> _SOURCE DOCUMENT_:
# How do I disable ON Star and the GPS system?



## maven (Feb 27, 2011)

You cant remove the system without fabricating a wiring harness, the car wont run if you do.
The module itself is in the dash, to the right of the glove box. its buried in there pretty good, standing on its end.
Pulling the fuse (F1DA I believe) is all you need to do to disable it.


----------



## rmsls1 (Aug 10, 2011)

I am not sure where the F1DA fuse is located. Would it be labeled in the fuse box area? 

Also how, can I tell if it really is disabled. Will the green light on the mirror not be on? I will check the fuse location today. I do not feel I need to remove the box, just disable it. 

This all started when ONSTAR wanted over $360 + "applicable taxes"per year to run the system I never wanted. They have refused, per my instructions, to cancel my service immediately, but are continuing to keep it on for the "free period". 

This is want I did not understand when talking to them. I am forced to use a system, I do not want and do not want to pay for. Humm?

I am sure I paid for ONSTAR in the price of the car. Then a couple months ago, they wanted to sell my travel information by changing the agreement, I never saw. They later retracted this option, due to customer outrage.


----------



## 70AARCUDA (Nov 14, 2010)

...your Owners Manual illustrates all the fuse locations within the fuse boxes.


----------



## 70x7 (Apr 24, 2011)

confirmation that is the right fuse?


----------



## maven (Feb 27, 2011)

Yupe, Fuse1 in the instrument panel fuse block. Not sure if its labeled F1DA or just F1


----------



## rmsls1 (Aug 10, 2011)

I will try this today. Thanks to all for your help and I will let you know the results. I really love my Cruze ECO with the exception of the forced purchase of a OnStar system and no spare tire option. When the junk yard starts filling up with Cruzes, I will be buying the parts for the spare tire.

> _Rows from a pointing dataset_:
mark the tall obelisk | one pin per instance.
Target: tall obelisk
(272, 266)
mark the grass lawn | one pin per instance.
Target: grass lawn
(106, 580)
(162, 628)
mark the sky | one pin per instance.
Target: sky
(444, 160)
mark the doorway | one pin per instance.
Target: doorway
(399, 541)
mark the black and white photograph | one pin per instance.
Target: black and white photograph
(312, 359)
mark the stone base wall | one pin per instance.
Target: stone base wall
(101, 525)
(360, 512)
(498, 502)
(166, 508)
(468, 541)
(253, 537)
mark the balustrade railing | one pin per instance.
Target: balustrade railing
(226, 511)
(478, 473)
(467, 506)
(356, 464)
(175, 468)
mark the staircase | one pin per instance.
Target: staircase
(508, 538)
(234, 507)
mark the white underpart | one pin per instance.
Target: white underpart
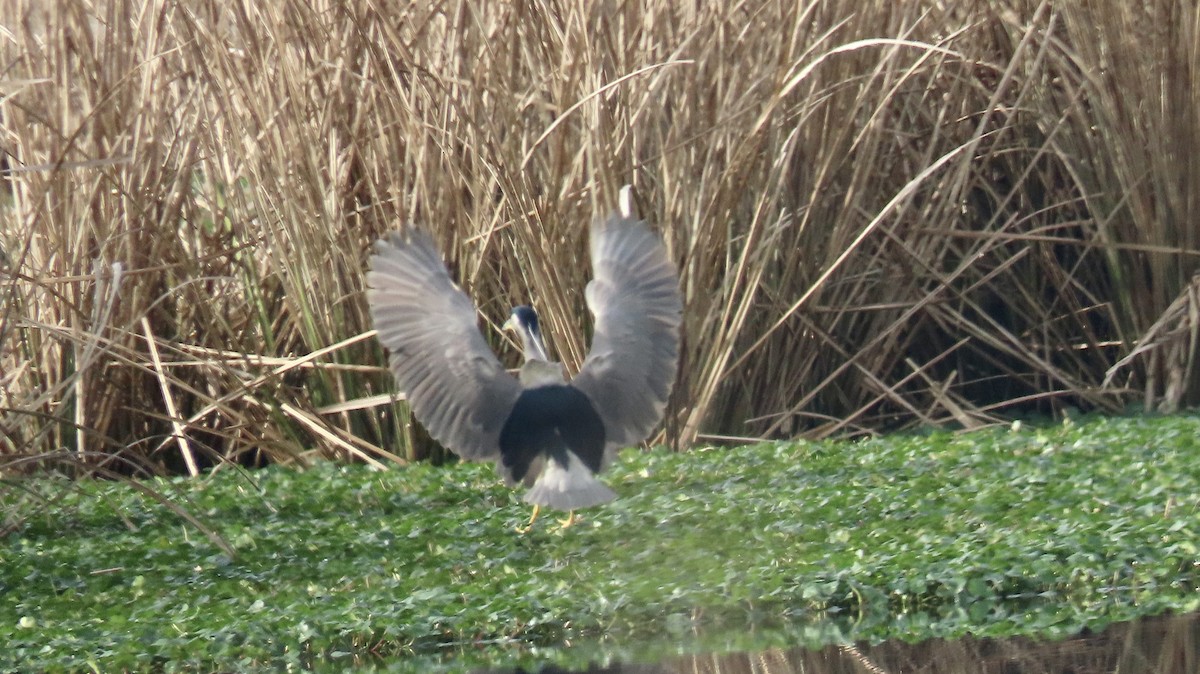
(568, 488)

> _STATED PROBLEM_: Does the OnStar forum thread support each statement below? (a) The OnStar module sits in the dash to the right of the glove box. (b) Removing the system entirely still leaves the car able to run. (c) OnStar asked for more than $360 a year to run the system. Answer from the OnStar forum thread alone, without drawing on the rows.

> _WRITTEN REPLY_:
(a) Yes: "The module itself is in the dash, to the right of the glove box."
(b) No: "You cant remove the system without fabricating a wiring harness, the car wont run if you do."
(c) Yes: "ONSTAR wanted over $360 + "applicable taxes"per year to run the system I never wanted."